How many lines of the records contain the word "instance", with a match only when the case is the same? Reply with the number alone.

— start of Entries provided —

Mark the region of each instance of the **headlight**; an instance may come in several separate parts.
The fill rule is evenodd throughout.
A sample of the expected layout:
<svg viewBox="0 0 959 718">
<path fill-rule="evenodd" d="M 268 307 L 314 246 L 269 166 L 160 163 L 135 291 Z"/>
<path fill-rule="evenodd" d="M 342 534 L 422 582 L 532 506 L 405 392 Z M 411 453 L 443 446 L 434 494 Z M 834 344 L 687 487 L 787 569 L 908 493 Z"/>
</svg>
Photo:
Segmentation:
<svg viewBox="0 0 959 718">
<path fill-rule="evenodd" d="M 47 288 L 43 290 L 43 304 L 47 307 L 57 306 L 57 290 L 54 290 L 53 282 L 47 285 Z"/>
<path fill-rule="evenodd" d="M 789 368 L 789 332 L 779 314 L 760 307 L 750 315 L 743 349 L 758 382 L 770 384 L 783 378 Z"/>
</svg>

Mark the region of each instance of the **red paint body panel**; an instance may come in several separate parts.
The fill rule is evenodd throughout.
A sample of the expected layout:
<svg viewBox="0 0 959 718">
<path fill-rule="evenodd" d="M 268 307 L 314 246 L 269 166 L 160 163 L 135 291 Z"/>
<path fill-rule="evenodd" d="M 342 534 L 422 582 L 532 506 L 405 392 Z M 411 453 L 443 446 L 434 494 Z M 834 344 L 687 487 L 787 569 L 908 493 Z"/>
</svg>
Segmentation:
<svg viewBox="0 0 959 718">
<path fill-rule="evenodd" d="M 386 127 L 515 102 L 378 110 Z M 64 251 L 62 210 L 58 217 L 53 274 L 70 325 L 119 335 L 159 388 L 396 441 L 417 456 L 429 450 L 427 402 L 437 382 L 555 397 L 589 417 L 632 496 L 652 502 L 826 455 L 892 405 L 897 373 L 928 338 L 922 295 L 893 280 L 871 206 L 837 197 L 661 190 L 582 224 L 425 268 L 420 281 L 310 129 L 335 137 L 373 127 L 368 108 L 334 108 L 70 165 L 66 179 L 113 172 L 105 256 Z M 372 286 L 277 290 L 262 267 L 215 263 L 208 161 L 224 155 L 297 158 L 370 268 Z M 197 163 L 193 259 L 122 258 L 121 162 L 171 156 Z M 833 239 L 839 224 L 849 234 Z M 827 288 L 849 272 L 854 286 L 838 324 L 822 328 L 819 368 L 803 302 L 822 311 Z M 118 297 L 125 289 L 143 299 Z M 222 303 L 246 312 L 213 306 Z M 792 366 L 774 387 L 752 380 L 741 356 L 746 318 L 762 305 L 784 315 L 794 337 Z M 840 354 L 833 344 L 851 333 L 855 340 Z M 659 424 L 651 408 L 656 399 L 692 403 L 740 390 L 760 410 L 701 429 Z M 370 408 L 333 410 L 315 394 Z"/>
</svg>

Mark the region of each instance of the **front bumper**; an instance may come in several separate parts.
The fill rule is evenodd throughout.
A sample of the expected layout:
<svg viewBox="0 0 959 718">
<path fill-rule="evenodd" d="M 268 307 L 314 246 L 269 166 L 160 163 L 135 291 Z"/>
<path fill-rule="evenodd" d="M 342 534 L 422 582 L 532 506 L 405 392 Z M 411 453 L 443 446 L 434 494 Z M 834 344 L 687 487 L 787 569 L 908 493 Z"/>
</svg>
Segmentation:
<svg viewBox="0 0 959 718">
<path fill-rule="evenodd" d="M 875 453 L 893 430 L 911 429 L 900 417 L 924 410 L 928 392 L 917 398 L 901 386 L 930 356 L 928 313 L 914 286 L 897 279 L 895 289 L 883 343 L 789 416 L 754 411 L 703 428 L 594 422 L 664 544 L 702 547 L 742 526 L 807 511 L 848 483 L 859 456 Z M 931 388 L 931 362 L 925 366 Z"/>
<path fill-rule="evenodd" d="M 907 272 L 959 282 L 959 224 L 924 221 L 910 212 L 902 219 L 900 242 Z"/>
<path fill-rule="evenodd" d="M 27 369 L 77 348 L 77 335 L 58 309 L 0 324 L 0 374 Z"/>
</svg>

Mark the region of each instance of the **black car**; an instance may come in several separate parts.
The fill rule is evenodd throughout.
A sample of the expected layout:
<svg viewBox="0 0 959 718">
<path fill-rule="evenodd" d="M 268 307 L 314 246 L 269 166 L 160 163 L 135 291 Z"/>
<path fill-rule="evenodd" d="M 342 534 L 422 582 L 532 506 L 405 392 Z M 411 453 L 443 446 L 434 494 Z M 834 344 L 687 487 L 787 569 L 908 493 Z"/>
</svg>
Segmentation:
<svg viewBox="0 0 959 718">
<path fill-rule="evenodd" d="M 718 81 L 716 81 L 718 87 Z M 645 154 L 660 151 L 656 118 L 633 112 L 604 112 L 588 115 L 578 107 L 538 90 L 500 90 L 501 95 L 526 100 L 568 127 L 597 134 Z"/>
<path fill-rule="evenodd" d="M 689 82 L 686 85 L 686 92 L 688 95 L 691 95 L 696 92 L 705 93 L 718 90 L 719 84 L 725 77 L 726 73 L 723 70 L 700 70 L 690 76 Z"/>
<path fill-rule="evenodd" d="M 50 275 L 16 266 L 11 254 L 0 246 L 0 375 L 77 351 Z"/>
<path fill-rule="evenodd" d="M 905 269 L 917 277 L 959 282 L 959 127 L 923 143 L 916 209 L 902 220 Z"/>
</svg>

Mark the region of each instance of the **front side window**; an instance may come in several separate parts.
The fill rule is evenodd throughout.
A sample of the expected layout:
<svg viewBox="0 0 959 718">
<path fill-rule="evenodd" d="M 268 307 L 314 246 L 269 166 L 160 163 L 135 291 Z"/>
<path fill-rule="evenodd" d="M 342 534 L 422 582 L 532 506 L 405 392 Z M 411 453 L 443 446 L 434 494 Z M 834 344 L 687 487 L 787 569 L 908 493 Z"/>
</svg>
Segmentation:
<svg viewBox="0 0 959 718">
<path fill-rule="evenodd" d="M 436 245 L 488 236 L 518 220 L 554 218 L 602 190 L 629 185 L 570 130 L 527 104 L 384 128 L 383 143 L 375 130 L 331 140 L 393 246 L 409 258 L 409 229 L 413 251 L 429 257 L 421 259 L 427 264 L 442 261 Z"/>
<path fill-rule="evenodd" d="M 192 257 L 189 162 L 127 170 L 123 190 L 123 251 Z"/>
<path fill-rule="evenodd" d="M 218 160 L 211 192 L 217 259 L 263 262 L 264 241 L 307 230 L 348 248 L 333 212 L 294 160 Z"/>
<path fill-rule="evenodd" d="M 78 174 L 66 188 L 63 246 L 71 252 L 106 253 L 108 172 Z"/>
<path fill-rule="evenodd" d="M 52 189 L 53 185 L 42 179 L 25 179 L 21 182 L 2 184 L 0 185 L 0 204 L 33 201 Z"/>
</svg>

— end of Entries provided —

- Result of this exercise -
5